• [What to do] Nothing but an exact copy is wanted here: the line with "Need: a point" and all the lines that follow it in the entries below.

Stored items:
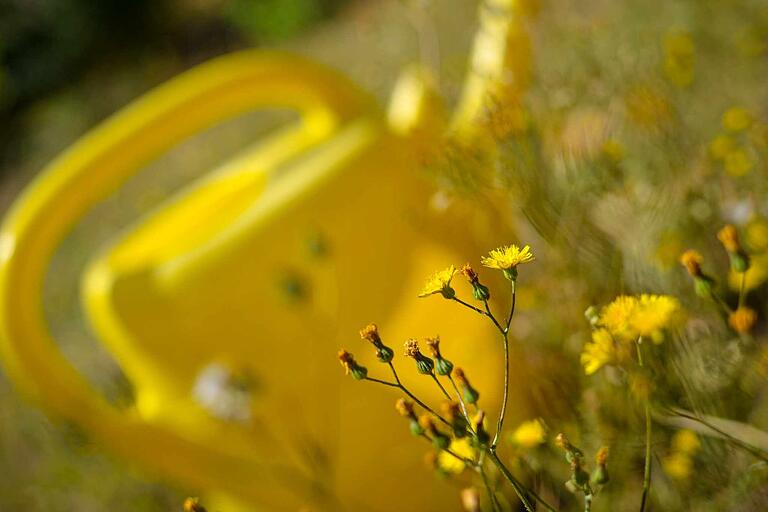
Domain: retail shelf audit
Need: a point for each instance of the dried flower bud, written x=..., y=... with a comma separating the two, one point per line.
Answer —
x=600, y=474
x=442, y=365
x=470, y=394
x=371, y=333
x=729, y=237
x=351, y=366
x=742, y=319
x=405, y=408
x=470, y=499
x=193, y=505
x=479, y=291
x=424, y=364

• [Response]
Need: a point for each instance of the dried flower bud, written x=..., y=... with a comma separating the two, one point per line.
Answer —
x=600, y=474
x=442, y=365
x=470, y=394
x=371, y=333
x=729, y=237
x=351, y=366
x=742, y=319
x=405, y=408
x=470, y=499
x=193, y=505
x=479, y=291
x=424, y=364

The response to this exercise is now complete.